RECORD EXCERPTS –
::::
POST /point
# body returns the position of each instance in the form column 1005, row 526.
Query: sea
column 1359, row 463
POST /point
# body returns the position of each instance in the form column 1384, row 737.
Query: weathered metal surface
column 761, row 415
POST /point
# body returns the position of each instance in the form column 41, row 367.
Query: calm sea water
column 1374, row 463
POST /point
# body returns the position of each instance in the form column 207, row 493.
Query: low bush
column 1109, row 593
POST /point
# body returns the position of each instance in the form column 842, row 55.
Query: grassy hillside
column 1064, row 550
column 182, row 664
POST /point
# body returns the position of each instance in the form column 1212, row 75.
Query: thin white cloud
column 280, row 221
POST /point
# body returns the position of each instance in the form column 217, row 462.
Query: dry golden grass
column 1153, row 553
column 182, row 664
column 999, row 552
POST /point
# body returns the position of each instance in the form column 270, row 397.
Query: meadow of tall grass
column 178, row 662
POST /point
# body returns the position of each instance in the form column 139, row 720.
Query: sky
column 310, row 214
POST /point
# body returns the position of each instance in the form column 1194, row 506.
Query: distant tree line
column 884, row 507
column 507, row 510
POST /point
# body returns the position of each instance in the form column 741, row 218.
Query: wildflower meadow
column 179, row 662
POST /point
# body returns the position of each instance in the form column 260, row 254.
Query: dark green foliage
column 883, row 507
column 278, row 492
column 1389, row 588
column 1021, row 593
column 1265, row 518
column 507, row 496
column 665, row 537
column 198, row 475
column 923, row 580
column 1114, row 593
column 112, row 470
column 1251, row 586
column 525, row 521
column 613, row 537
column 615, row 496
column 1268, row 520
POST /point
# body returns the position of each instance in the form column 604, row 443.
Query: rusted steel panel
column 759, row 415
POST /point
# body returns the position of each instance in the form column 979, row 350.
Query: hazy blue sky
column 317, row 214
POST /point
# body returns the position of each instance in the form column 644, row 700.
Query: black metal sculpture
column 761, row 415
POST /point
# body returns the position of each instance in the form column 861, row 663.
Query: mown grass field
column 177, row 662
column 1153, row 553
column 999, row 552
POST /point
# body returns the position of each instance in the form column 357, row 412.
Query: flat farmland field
::::
PROBLEM –
Copy out all of the data exactly, leaving nothing out.

RESULT –
POST /point
# body returns the position of each instance in the form column 1005, row 526.
Query: sea
column 1359, row 463
POST /point
# body returns the position of each instance in the form column 1384, row 737.
Query: weathered metal surface
column 761, row 415
POST /point
# body returns the position of each instance in the form column 41, row 367.
Query: calm sea water
column 1374, row 463
POST /point
# body returns the position of each instance in the form column 207, row 493.
Query: low bush
column 1109, row 593
POST /point
# body returns the position of each instance in the form column 842, row 55.
Query: grassy hillside
column 1064, row 550
column 182, row 664
POST /point
# body returns the position of each instance in the form column 1212, row 75.
Query: thin white cloud
column 280, row 221
POST /point
# body returns the position of each instance in the form column 217, row 462.
Query: dry golden grass
column 1153, row 553
column 182, row 664
column 999, row 552
POST /point
# body returns the position of each instance in the form column 270, row 397.
Query: meadow of tall grass
column 178, row 662
POST /point
# body returns the position of each instance in the form column 139, row 720.
Query: sky
column 310, row 214
POST /point
# body returns the position of each instance in the form column 1194, row 506.
Query: distant tree line
column 884, row 507
column 507, row 510
POST /point
# body returns the position of each instance in the form column 741, row 218.
Query: wildflower meadow
column 179, row 662
POST /point
# body returns the position of each instance in the form column 260, row 254.
Query: dark green foliage
column 883, row 507
column 278, row 492
column 1389, row 588
column 1021, row 593
column 1265, row 518
column 507, row 496
column 665, row 537
column 198, row 475
column 923, row 580
column 1114, row 593
column 112, row 470
column 1251, row 586
column 525, row 521
column 613, row 537
column 615, row 496
column 1268, row 520
POST /point
# body returns the position of each instance in the form column 604, row 443.
Query: rusted steel panel
column 759, row 415
POST /point
# body returns the position of each instance in the form column 979, row 350.
Query: hazy blue sky
column 317, row 214
POST /point
# body returns the position of each instance in the form column 644, row 700.
Query: black metal sculpture
column 761, row 415
POST /point
# body returns the position of each instance in the form column 861, row 663.
Query: mown grass field
column 177, row 662
column 1153, row 553
column 999, row 552
POST /point
# body returns the position of each instance in the form column 357, row 412.
Query: flat farmland field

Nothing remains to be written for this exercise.